- [What you will do] Please continue the discussion thread below about the granges Rust crate, starting after its last message.

- [Excerpted passage]
====
Investigate granges rust crate
Investigate granges rust crate for allowing GenomicRanges like functionality: https://github.com/vsbuffalo/granges
Thanks! I'm aware of it... I recently added a page to the docs showing how to work with the genomicranges package, but it's unlikely to be as fast as granges.
If you have a sec, would you be able to briefly sketch out the API you'd imagine? Are these like methods on the result object, something else?
Also, FWIW, you can recreate a lot of granges like functionality with SQL if you're comfortable with it.
Yes, I saw the genomicranges integration, but it is very slow if you have a lot of intersections (e.g. intersecting a bed file with a bigwig (yesterday more than 1 hour, with latest version of iranges 15minutes): https://github.com/BiocPy/GenomicRanges/issues/98
With my own implementation based on Polars and ncls (intersect library behind pyranges) it takes less than 17 seconds.
Also, FWIW, you can recreate a lot of granges like functionality with SQL if you're comfortable with it.
When you have a lot of intersections, this will likely be slow if you don't use specific structures that can handle intervals efficiently.
If you have a sec, would you be able to briefly sketch out the API you'd imagine? Are these like methods on the result object, something else?
====
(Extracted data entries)
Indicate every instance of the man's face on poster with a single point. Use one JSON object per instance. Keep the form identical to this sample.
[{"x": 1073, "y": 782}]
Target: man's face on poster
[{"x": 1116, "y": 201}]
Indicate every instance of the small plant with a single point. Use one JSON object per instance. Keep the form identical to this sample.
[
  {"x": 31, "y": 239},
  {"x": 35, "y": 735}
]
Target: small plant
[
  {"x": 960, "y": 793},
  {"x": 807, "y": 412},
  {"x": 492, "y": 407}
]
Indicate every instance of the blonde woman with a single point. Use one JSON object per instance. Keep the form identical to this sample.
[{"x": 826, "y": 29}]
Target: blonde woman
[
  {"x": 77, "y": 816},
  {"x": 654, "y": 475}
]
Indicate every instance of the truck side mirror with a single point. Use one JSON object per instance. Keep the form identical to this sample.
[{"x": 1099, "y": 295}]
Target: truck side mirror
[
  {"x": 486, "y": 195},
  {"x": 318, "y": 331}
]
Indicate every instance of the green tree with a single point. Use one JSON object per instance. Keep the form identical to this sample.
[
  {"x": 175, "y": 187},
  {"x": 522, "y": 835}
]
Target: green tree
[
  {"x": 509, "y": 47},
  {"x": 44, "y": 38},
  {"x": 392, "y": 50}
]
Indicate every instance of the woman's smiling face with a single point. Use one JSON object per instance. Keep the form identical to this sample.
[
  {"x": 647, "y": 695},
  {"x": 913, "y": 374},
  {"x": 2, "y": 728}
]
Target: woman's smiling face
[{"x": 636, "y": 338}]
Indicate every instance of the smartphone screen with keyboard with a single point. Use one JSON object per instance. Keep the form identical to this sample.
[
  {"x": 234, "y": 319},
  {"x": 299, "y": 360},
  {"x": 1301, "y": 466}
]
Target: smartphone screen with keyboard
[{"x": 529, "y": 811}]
====
- [Written reply]
I didn't look closely at it yet. So no idea at the moment.
Another similar crate: https://github.com/noamteyssier/bedrs
Thanks yeah, I agree with all of that.
My initial thought is similar to how biobear works with VCF/BAM indices, as I'd ideally want it to be compatible with SQL then expose a more pythonic API on top of it.
but it's unlikely to be as fast as granges.
Definitely not going to reach rust like speeds in Python :)
Our focus initially has been to bring Bioconductor-like representations to Python. Its time I find some focus time and optimize the methods that were implemented.
I know this is long overdue, but we recently got around to optimizing several overlap and search queries. The test case posted in https://github.com/BiocPy/GenomicRanges/issues/98 now takes ~6 seconds! (ref: https://github.com/BiocPy/GenomicRanges/pull/152)
Or you can take a look at https://biodatageeks.org/polars-bio/ which is also a robust and and scalable option!
@jkanche It might also be worth to take a look at https://github.com/pyranges/ruranges which backs the second iteration of pyranges (https://github.com/pyranges/pyranges_1.x). With ruranges you don't need to split intervals by chromosome manually as it is handled internally.
@mwiewior I would love if you can rerun some of your benchmarks since it uses a super old version of genomicranges - https://github.com/biodatageeks/polars-bio/issues/156
@ghuls, Did not know about ruranges and thank you for pointing me to this, looks very cool.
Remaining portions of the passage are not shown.